What is required:
If a line in the data holds "pile", copy that line out in full.

--*--

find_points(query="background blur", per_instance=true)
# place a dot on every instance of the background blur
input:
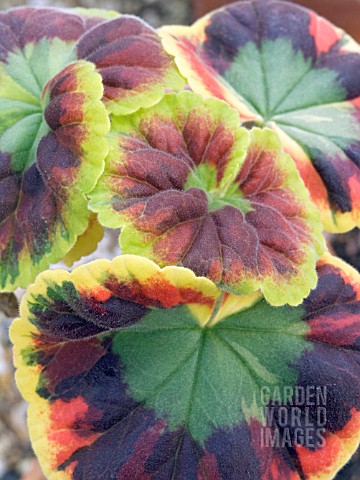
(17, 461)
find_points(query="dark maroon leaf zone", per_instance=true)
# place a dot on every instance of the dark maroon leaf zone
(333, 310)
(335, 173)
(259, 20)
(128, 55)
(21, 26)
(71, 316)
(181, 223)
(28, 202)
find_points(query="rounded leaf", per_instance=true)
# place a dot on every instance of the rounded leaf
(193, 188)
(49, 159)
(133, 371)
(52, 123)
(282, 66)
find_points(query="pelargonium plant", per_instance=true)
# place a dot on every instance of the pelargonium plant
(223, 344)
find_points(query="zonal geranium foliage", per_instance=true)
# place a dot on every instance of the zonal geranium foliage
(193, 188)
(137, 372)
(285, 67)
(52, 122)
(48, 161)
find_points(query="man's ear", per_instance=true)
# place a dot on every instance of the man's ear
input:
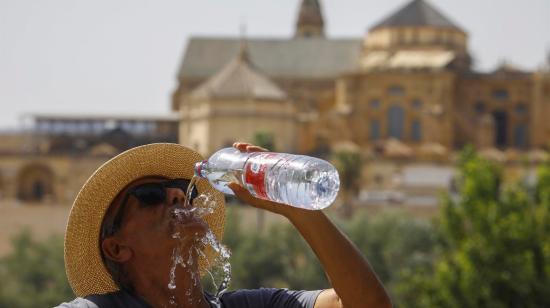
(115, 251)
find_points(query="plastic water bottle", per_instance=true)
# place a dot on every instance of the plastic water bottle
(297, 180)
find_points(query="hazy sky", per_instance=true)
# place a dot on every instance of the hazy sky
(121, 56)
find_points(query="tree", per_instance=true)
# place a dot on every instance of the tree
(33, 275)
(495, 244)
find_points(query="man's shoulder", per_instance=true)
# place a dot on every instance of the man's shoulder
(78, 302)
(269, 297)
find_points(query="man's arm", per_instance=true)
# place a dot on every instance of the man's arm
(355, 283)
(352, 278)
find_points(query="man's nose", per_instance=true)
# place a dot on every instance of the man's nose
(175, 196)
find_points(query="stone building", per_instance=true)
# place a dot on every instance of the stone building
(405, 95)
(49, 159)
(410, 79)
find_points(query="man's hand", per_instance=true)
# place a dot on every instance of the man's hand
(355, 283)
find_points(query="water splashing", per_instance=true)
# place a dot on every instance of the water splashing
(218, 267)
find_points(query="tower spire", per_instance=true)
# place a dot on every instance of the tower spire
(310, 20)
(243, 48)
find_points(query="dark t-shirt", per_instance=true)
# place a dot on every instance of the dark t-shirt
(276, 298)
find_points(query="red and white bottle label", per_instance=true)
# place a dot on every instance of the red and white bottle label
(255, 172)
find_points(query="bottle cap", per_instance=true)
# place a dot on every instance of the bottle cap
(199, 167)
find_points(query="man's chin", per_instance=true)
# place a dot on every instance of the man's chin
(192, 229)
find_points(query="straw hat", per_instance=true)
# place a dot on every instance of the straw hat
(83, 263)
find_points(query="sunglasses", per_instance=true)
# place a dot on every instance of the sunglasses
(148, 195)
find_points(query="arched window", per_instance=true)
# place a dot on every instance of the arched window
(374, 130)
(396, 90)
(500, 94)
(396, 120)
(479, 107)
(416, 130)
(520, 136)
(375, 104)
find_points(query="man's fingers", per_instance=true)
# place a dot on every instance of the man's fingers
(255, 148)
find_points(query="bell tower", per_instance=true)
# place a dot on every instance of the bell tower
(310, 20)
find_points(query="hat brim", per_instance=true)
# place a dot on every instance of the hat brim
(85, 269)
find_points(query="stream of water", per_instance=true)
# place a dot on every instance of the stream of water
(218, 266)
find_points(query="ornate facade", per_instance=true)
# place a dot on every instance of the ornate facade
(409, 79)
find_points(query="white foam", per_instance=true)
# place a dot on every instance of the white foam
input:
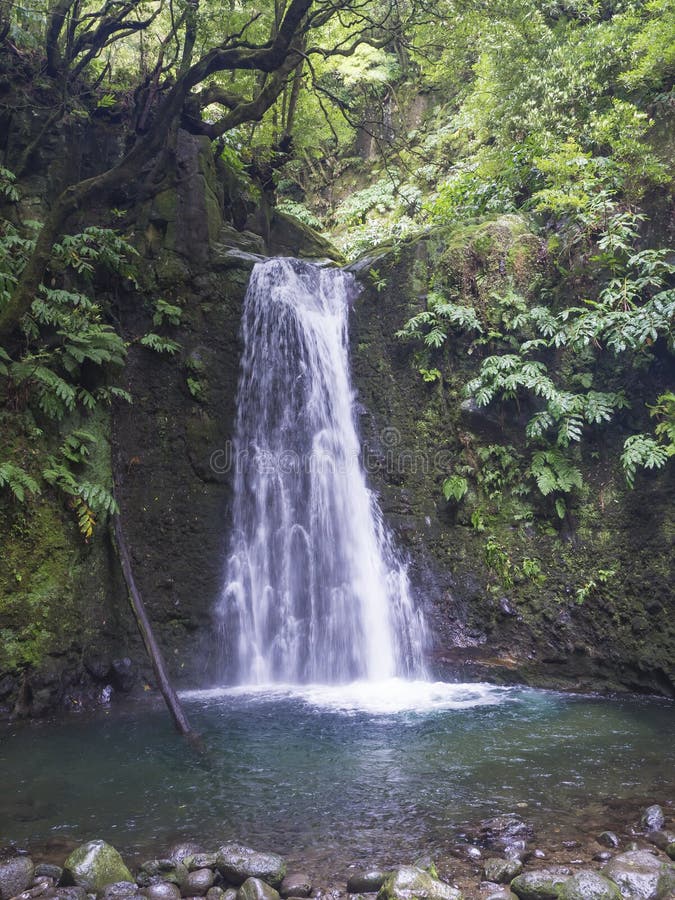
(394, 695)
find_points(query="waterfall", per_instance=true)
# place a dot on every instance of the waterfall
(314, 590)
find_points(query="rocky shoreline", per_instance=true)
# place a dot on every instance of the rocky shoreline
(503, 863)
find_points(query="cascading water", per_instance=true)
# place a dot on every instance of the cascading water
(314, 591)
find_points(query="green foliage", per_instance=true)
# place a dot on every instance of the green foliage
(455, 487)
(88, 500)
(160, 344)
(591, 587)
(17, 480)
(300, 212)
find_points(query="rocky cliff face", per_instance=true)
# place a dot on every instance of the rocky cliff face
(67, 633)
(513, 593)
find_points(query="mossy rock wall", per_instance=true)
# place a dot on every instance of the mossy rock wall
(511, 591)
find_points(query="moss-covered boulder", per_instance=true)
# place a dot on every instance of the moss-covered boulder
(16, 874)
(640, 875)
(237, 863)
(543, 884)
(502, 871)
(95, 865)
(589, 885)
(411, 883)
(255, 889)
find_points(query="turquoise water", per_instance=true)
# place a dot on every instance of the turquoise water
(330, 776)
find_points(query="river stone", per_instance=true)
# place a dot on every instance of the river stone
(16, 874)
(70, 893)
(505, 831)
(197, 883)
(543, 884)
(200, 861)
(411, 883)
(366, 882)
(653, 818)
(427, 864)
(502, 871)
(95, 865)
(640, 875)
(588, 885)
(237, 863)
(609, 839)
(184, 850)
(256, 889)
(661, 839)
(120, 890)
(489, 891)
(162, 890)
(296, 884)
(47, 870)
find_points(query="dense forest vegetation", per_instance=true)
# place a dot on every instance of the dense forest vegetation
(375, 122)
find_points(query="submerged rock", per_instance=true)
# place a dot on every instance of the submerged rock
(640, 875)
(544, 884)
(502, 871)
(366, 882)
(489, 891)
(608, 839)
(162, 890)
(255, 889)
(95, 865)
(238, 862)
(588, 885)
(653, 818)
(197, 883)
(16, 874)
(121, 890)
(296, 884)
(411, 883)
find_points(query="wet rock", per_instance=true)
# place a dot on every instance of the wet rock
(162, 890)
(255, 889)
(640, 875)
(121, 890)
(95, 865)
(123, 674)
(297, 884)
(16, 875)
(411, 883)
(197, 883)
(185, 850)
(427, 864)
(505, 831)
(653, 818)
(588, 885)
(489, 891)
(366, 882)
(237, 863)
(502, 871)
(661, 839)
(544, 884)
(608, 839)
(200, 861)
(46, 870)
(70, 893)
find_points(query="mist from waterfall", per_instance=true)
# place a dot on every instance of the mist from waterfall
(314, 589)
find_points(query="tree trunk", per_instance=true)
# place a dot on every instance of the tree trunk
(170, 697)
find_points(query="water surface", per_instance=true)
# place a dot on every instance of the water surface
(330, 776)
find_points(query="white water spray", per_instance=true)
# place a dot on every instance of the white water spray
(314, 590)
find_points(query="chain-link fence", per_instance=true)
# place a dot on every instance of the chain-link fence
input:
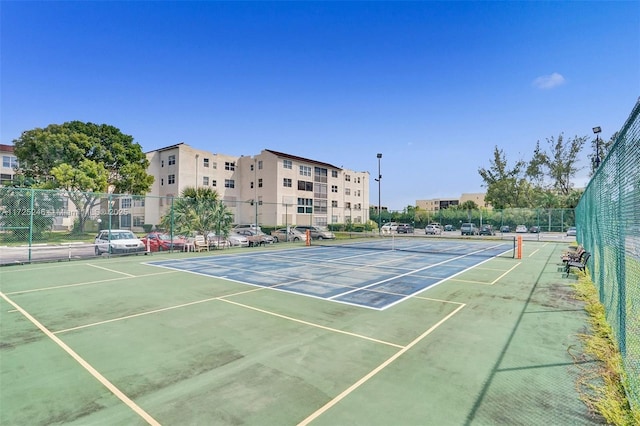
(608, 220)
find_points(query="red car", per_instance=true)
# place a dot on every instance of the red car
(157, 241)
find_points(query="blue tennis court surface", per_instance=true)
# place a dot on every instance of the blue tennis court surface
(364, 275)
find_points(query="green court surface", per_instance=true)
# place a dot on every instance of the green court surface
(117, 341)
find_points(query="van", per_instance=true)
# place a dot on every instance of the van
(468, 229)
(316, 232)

--*--

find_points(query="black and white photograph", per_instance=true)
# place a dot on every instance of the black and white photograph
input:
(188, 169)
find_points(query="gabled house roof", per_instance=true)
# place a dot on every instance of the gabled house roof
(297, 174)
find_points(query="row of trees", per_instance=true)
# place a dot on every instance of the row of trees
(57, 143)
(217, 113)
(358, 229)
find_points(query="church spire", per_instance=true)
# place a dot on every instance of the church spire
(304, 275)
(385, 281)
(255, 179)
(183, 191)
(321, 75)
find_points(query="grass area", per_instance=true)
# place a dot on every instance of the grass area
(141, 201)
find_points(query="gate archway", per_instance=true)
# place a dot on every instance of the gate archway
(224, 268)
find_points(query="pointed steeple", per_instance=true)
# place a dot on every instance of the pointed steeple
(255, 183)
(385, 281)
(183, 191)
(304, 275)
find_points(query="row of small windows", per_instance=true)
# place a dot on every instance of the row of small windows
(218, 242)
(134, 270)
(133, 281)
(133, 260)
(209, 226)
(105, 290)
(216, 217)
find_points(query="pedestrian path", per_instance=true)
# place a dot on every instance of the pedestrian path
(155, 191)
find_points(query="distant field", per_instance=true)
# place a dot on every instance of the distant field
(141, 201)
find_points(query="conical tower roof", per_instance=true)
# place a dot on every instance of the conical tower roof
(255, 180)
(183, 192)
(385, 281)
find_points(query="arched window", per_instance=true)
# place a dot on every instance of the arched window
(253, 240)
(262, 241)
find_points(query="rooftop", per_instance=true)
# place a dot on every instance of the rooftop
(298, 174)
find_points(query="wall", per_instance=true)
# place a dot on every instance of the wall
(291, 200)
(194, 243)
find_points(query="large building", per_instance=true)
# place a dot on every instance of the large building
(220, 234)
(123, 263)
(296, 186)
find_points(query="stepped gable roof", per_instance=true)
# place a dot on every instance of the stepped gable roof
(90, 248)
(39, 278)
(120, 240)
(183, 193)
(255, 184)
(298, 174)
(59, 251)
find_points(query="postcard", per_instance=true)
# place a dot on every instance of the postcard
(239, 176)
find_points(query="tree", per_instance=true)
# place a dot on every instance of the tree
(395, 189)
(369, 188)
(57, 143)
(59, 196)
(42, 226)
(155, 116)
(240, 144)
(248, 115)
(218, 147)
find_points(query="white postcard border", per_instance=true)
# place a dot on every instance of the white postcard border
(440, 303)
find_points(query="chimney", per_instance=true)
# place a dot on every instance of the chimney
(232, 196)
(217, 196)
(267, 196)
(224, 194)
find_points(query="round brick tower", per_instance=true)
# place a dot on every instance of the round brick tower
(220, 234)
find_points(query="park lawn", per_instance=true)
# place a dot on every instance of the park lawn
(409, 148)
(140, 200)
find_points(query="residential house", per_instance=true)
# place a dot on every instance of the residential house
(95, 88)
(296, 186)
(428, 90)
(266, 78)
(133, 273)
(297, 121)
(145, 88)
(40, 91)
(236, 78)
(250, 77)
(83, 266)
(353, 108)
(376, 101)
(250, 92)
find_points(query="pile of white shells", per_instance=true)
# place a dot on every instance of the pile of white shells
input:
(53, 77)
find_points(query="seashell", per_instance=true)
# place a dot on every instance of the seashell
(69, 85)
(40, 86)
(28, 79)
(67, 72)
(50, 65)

--*--

Answer for the task:
find_points(query="pile of white shells", per_instance=true)
# place a dot on every instance of the pile of white shells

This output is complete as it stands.